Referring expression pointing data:

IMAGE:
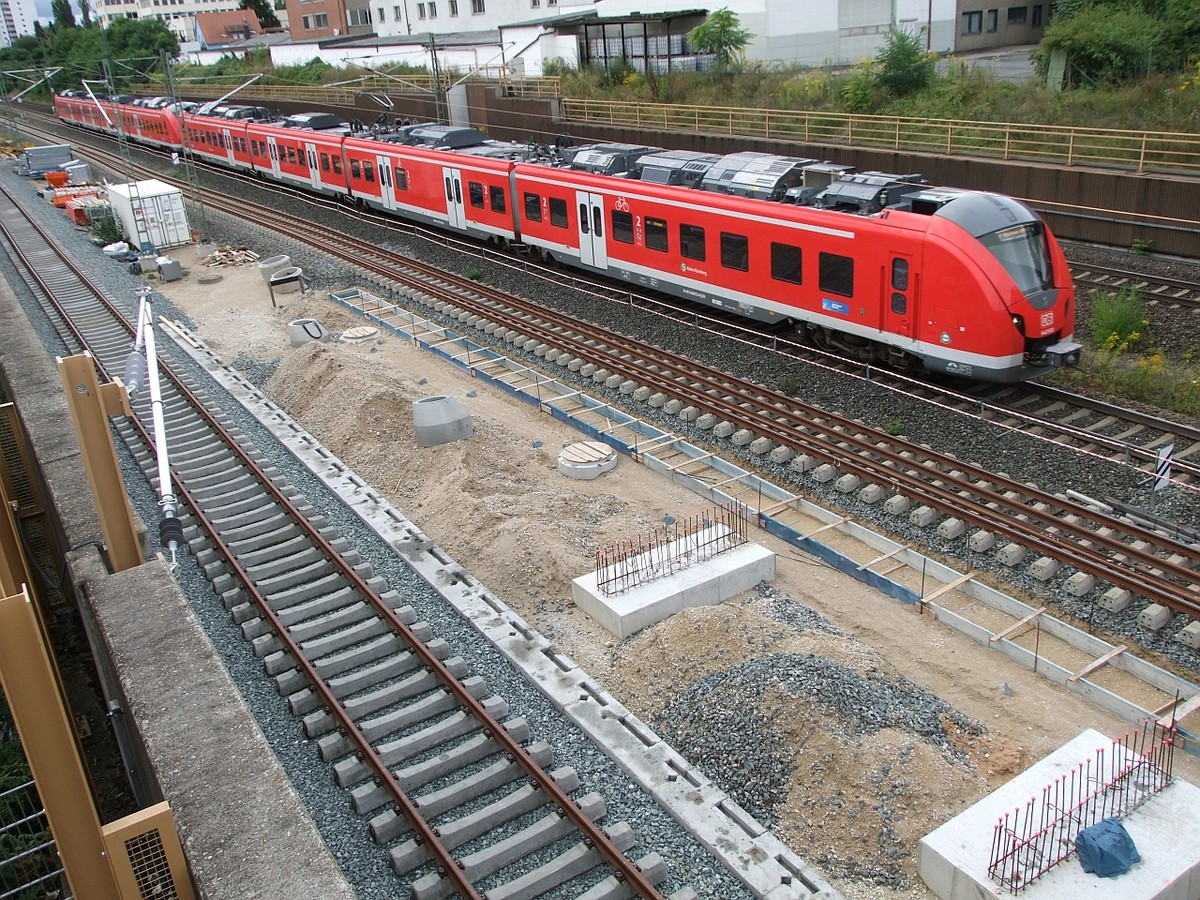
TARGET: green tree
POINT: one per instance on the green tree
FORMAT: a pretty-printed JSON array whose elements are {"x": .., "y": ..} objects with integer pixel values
[
  {"x": 63, "y": 13},
  {"x": 904, "y": 64},
  {"x": 720, "y": 34},
  {"x": 264, "y": 10}
]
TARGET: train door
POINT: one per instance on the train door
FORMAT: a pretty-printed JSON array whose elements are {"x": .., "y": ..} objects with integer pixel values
[
  {"x": 313, "y": 165},
  {"x": 456, "y": 209},
  {"x": 274, "y": 153},
  {"x": 387, "y": 189},
  {"x": 593, "y": 249},
  {"x": 900, "y": 295}
]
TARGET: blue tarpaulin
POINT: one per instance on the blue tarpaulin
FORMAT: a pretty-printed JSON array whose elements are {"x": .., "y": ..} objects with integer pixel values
[{"x": 1107, "y": 849}]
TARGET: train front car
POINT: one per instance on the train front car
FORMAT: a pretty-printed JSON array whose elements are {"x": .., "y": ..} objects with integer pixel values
[{"x": 999, "y": 304}]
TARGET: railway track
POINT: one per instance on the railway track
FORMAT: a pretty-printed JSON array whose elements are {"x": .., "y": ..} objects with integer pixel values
[{"x": 421, "y": 743}]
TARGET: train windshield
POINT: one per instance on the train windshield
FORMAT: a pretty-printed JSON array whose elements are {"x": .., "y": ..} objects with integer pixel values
[{"x": 1025, "y": 255}]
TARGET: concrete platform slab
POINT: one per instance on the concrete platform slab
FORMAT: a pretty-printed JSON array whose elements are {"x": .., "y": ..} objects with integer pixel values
[
  {"x": 953, "y": 859},
  {"x": 702, "y": 583}
]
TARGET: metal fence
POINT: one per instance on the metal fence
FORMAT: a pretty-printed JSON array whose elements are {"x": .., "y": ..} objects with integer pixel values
[
  {"x": 1029, "y": 843},
  {"x": 670, "y": 547},
  {"x": 1138, "y": 150},
  {"x": 29, "y": 861}
]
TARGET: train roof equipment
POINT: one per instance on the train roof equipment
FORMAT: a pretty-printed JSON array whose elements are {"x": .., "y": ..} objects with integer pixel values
[
  {"x": 685, "y": 168},
  {"x": 765, "y": 177},
  {"x": 615, "y": 159},
  {"x": 869, "y": 192}
]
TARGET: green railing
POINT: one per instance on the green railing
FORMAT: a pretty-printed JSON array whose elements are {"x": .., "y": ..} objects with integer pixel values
[{"x": 1138, "y": 150}]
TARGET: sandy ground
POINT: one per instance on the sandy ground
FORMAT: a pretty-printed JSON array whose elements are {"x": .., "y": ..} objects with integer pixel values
[{"x": 498, "y": 505}]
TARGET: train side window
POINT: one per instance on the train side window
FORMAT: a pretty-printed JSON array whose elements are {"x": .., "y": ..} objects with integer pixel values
[
  {"x": 657, "y": 234},
  {"x": 736, "y": 251},
  {"x": 837, "y": 274},
  {"x": 622, "y": 227},
  {"x": 785, "y": 263},
  {"x": 533, "y": 207},
  {"x": 558, "y": 213},
  {"x": 691, "y": 243}
]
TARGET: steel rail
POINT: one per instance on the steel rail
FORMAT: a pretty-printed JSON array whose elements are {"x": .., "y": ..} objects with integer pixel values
[{"x": 447, "y": 862}]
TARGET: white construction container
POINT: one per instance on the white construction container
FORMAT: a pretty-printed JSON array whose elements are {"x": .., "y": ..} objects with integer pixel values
[{"x": 151, "y": 214}]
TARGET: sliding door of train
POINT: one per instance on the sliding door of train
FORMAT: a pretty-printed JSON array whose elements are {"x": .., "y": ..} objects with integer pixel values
[
  {"x": 593, "y": 250},
  {"x": 456, "y": 208},
  {"x": 387, "y": 186},
  {"x": 899, "y": 295}
]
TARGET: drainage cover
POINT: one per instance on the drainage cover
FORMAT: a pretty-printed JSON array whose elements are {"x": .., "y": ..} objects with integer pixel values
[{"x": 586, "y": 460}]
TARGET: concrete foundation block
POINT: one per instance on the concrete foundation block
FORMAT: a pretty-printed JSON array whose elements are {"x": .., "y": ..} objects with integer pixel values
[
  {"x": 826, "y": 473},
  {"x": 923, "y": 516},
  {"x": 1189, "y": 636},
  {"x": 952, "y": 528},
  {"x": 1012, "y": 555},
  {"x": 781, "y": 454},
  {"x": 1044, "y": 568},
  {"x": 982, "y": 541},
  {"x": 1080, "y": 583},
  {"x": 849, "y": 483},
  {"x": 1115, "y": 599},
  {"x": 1153, "y": 617},
  {"x": 802, "y": 463},
  {"x": 870, "y": 493}
]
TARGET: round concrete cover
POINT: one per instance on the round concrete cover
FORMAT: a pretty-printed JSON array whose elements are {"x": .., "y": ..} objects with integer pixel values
[
  {"x": 586, "y": 460},
  {"x": 439, "y": 420}
]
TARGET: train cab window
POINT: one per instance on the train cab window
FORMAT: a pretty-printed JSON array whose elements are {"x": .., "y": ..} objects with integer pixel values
[
  {"x": 657, "y": 234},
  {"x": 558, "y": 213},
  {"x": 691, "y": 243},
  {"x": 623, "y": 227},
  {"x": 837, "y": 274},
  {"x": 736, "y": 251},
  {"x": 785, "y": 263},
  {"x": 533, "y": 207}
]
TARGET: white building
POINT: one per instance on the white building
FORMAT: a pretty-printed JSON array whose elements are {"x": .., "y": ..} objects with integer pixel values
[{"x": 17, "y": 18}]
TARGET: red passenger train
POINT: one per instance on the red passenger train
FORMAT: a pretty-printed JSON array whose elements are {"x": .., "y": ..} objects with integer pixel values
[{"x": 882, "y": 268}]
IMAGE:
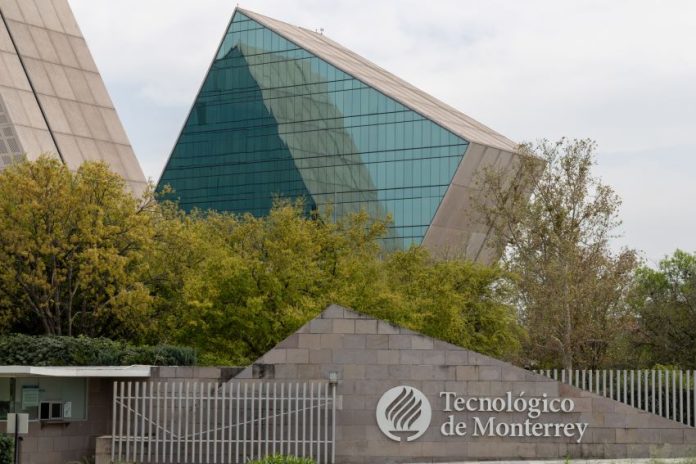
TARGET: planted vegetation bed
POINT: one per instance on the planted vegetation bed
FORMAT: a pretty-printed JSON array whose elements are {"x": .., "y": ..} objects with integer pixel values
[{"x": 25, "y": 350}]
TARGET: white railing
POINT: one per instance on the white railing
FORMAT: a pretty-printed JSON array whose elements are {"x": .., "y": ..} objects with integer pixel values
[
  {"x": 667, "y": 393},
  {"x": 234, "y": 422}
]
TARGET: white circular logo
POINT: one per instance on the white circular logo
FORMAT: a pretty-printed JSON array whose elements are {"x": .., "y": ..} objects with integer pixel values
[{"x": 403, "y": 412}]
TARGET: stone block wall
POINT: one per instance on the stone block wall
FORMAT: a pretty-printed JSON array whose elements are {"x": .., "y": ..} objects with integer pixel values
[{"x": 372, "y": 356}]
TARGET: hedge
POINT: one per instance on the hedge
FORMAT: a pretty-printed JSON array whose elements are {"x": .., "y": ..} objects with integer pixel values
[
  {"x": 6, "y": 449},
  {"x": 25, "y": 350},
  {"x": 279, "y": 459}
]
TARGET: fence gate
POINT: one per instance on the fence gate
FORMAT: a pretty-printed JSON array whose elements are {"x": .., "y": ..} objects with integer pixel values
[
  {"x": 233, "y": 422},
  {"x": 669, "y": 393}
]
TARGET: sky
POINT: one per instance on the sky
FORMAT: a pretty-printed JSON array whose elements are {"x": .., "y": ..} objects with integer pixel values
[{"x": 622, "y": 73}]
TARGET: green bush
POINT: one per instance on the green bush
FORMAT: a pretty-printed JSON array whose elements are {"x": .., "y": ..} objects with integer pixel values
[
  {"x": 280, "y": 459},
  {"x": 6, "y": 449},
  {"x": 25, "y": 350}
]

- **Instructions for the task**: Line by line, write out the records above exactly, skipping the pictures.

- **Result of this exercise**:
IMAGE:
TARGET: green tree
POINT: one per instance on the green tree
FORMAT: a pretty-printed JSON array whose elements are {"x": .., "y": ..} objects with integer pixel values
[
  {"x": 63, "y": 13},
  {"x": 904, "y": 64},
  {"x": 720, "y": 34},
  {"x": 264, "y": 10}
]
TARGET: train door
POINT: one per instance on the train door
FORMAT: a pretty-printed JSON array whose elements are {"x": .., "y": ..} objects with integer pixel values
[
  {"x": 313, "y": 165},
  {"x": 456, "y": 209},
  {"x": 274, "y": 153},
  {"x": 387, "y": 189},
  {"x": 593, "y": 249},
  {"x": 900, "y": 295}
]
TARGET: blue tarpaulin
POINT: one per instance on the blue tarpaulin
FORMAT: a pretty-printed JSON array whose elements are {"x": .., "y": ..} objects with integer pixel values
[{"x": 1107, "y": 849}]
TARGET: train front car
POINT: one per instance on the train front car
FORMAT: a pretty-printed JSON array whose elements are {"x": .., "y": ..} objects with integer pixel values
[{"x": 999, "y": 304}]
TARGET: railway track
POINT: one per instance on the railway track
FORMAT: a pretty-printed JSON array whose elements are {"x": .., "y": ..} objects with integer pixel values
[{"x": 421, "y": 743}]
TARGET: train windshield
POINT: one per instance on the train windshield
FORMAT: a pretty-printed JSON array whose elements are {"x": .., "y": ..} objects with integer pixel values
[{"x": 1025, "y": 255}]
TARGET: concrete platform slab
POINT: one per instance on the concrete platform slab
FORMAT: a pretty-printed JSON array whose elements are {"x": .., "y": ..} objects with integer pixel values
[
  {"x": 953, "y": 859},
  {"x": 702, "y": 583}
]
TARGET: metal fence
POINT: one per instance on the metal fence
FORMAT: a pretty-printed JSON array whose elements are {"x": .., "y": ..} objects with integer pixel values
[
  {"x": 1029, "y": 843},
  {"x": 670, "y": 547},
  {"x": 1138, "y": 150},
  {"x": 29, "y": 861}
]
TARGET: train roof equipment
POINT: one per instance on the train roof equipment
FORMAT: a pretty-printed JSON array whose elements are {"x": .., "y": ..} objects with integer pixel values
[
  {"x": 685, "y": 168},
  {"x": 765, "y": 177},
  {"x": 615, "y": 159},
  {"x": 869, "y": 192}
]
TARGET: green railing
POINT: one per instance on the green railing
FORMAT: a pretty-printed JSON array whose elements are {"x": .., "y": ..} objects with integer pixel values
[{"x": 1138, "y": 150}]
TARGET: sandy ground
POINT: one per instance on the sandy ground
FORMAT: a pretty-printed JSON array whose elements are {"x": .., "y": ..} objects with integer pixel values
[{"x": 498, "y": 505}]
TARGET: train side window
POINT: one per instance on the train side window
FORMAT: a pretty-printed JSON array whose elements are {"x": .., "y": ..} objects with integer pixel values
[
  {"x": 657, "y": 234},
  {"x": 736, "y": 251},
  {"x": 837, "y": 274},
  {"x": 622, "y": 227},
  {"x": 785, "y": 263},
  {"x": 533, "y": 207},
  {"x": 558, "y": 213},
  {"x": 691, "y": 243}
]
TARGET: steel rail
POINT: one per instance on the steel rail
FORMAT: a pretty-printed JSON array whose elements are {"x": .., "y": ..} objects with integer pixel values
[{"x": 447, "y": 862}]
TARGET: white construction container
POINT: one per instance on the white construction container
FORMAT: a pretty-printed JSON array whose elements are {"x": .., "y": ..} objects with integer pixel values
[{"x": 151, "y": 214}]
TARGET: sliding door of train
POINT: one per instance on the sliding door of train
FORMAT: a pretty-printed JSON array whose elements are {"x": .., "y": ..} objects with integer pixel values
[
  {"x": 593, "y": 250},
  {"x": 456, "y": 208},
  {"x": 387, "y": 186},
  {"x": 899, "y": 295}
]
TARGET: drainage cover
POINT: one per instance on the drainage cover
FORMAT: a pretty-printed JSON array whose elements are {"x": .., "y": ..} objects with integer pixel values
[{"x": 586, "y": 460}]
TARGET: concrete foundation block
POINT: one per instance on the concrete foundation block
FORMAT: a pretty-printed JSON array whose elements are {"x": .., "y": ..} objects with integer pixel values
[
  {"x": 826, "y": 473},
  {"x": 923, "y": 516},
  {"x": 1189, "y": 636},
  {"x": 952, "y": 528},
  {"x": 1012, "y": 555},
  {"x": 781, "y": 454},
  {"x": 1044, "y": 568},
  {"x": 982, "y": 541},
  {"x": 1080, "y": 583},
  {"x": 849, "y": 483},
  {"x": 1115, "y": 599},
  {"x": 1153, "y": 617},
  {"x": 802, "y": 463},
  {"x": 870, "y": 493}
]
TARGET: round concrete cover
POINT: one per instance on the round concrete cover
FORMAT: a pretty-printed JSON array whose elements are {"x": .., "y": ..} objects with integer pixel values
[
  {"x": 586, "y": 460},
  {"x": 439, "y": 420}
]
TARGET: train cab window
POINT: one per instance on the train cab window
FORMAT: a pretty-printed JSON array whose elements are {"x": .., "y": ..} objects with integer pixel values
[
  {"x": 657, "y": 234},
  {"x": 558, "y": 213},
  {"x": 691, "y": 243},
  {"x": 623, "y": 227},
  {"x": 837, "y": 274},
  {"x": 736, "y": 251},
  {"x": 785, "y": 263},
  {"x": 533, "y": 207}
]
TARGET: white building
POINT: one per instance on the white building
FORMAT: a pretty-printed JSON array whose elements are {"x": .., "y": ..} objects with integer pixel values
[{"x": 17, "y": 18}]
TARGET: red passenger train
POINT: one per instance on the red passenger train
FORMAT: a pretty-printed JSON array whose elements are {"x": .., "y": ..} objects with integer pixel values
[{"x": 882, "y": 268}]
IMAGE:
TARGET: planted vegetation bed
POINT: one per instance on the planted vegetation bed
FORMAT: a pretty-printed JSON array whose elements are {"x": .., "y": ..} objects with integer pixel values
[{"x": 25, "y": 350}]
TARGET: white railing
POINT: one per instance on the white railing
FORMAT: a pretty-printed JSON array whose elements are {"x": .., "y": ..} objects with integer pixel values
[
  {"x": 667, "y": 393},
  {"x": 234, "y": 422}
]
TARGET: white circular logo
POINT: one per instance on the white circular logo
FORMAT: a pretty-printed JSON array whose elements are {"x": .., "y": ..} objects with integer pixel values
[{"x": 403, "y": 412}]
TARGET: stone block wall
POINT: one per instance on the stone block wall
FORMAT: a pretty-printed JSON array whose elements are {"x": .., "y": ..} objects with integer pixel values
[{"x": 372, "y": 356}]
TARGET: hedge
POINT: one per instance on the hedge
FORMAT: a pretty-printed JSON array whose elements are {"x": .., "y": ..} objects with integer pixel values
[
  {"x": 6, "y": 449},
  {"x": 25, "y": 350},
  {"x": 279, "y": 459}
]
TARGET: fence gate
POINT: one per instance on the fence gate
FORMAT: a pretty-printed JSON array whose elements are {"x": .., "y": ..} objects with integer pixel values
[
  {"x": 233, "y": 422},
  {"x": 669, "y": 393}
]
TARGET: sky
POINT: one per instance on the sky
FORMAT: a pretty-printed JSON array whose elements are {"x": .., "y": ..} objects with integer pixel values
[{"x": 622, "y": 73}]
TARGET: green bush
POINT: one per instance on the green bush
FORMAT: a pretty-printed JSON array whose elements are {"x": .., "y": ..} objects with integer pixel values
[
  {"x": 280, "y": 459},
  {"x": 6, "y": 449},
  {"x": 25, "y": 350}
]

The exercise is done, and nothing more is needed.